▸ **AUFGABENSTELLUNG**: Gib den Abschnitt des Materials von der Zeile mit „Mark every instance of the tall“ bis zum Ende des Materials vollständig und nur diesen wieder, beide Enden eingeschlossen. Übernimm jede Zeile unverändert, multipliziere aber jede Koordinate in den Antworten mit 0,35 und runde auf ganze Zahlen, wobei Hälften aufgerundet werden.

▸ **DATENSÄTZE**:
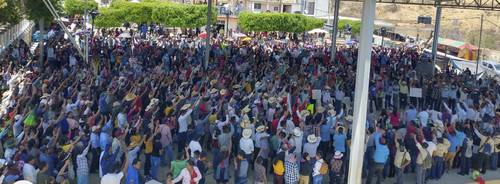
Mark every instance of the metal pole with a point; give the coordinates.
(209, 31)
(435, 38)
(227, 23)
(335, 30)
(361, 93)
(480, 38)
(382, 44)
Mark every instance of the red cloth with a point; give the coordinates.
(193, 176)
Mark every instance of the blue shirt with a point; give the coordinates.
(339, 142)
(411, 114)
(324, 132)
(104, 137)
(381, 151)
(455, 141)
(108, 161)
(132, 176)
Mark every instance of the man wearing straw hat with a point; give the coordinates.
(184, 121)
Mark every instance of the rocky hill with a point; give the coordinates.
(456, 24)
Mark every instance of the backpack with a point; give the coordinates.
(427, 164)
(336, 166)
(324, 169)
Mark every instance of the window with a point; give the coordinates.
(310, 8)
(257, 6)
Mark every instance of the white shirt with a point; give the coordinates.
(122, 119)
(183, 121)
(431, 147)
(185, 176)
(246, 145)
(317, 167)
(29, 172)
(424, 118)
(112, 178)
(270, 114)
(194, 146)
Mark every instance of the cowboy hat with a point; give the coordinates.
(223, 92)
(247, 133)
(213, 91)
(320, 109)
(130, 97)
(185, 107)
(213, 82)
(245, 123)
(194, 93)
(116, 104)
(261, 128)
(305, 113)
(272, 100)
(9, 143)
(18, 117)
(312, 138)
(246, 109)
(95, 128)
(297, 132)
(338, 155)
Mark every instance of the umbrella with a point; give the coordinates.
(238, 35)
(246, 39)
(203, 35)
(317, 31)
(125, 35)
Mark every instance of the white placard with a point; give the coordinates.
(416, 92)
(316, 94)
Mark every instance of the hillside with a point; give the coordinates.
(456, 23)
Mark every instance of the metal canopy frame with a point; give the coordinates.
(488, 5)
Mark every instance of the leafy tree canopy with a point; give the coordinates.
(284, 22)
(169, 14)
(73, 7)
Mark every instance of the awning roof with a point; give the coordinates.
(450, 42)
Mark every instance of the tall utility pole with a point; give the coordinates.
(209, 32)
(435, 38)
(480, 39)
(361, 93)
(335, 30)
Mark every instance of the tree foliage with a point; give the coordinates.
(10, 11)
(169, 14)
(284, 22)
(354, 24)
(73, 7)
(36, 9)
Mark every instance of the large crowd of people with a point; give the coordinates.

▸ **LÖSUNG**:
Mark every instance of the tall utility pole with a point; give the coordinates.
(73, 11)
(152, 13)
(168, 14)
(126, 33)
(117, 11)
Mark every instance of the tree foliage with a point; give the coordinates.
(4, 4)
(59, 5)
(99, 8)
(124, 8)
(26, 2)
(13, 3)
Mark every instance of the large crowd of people with a point; give the coordinates.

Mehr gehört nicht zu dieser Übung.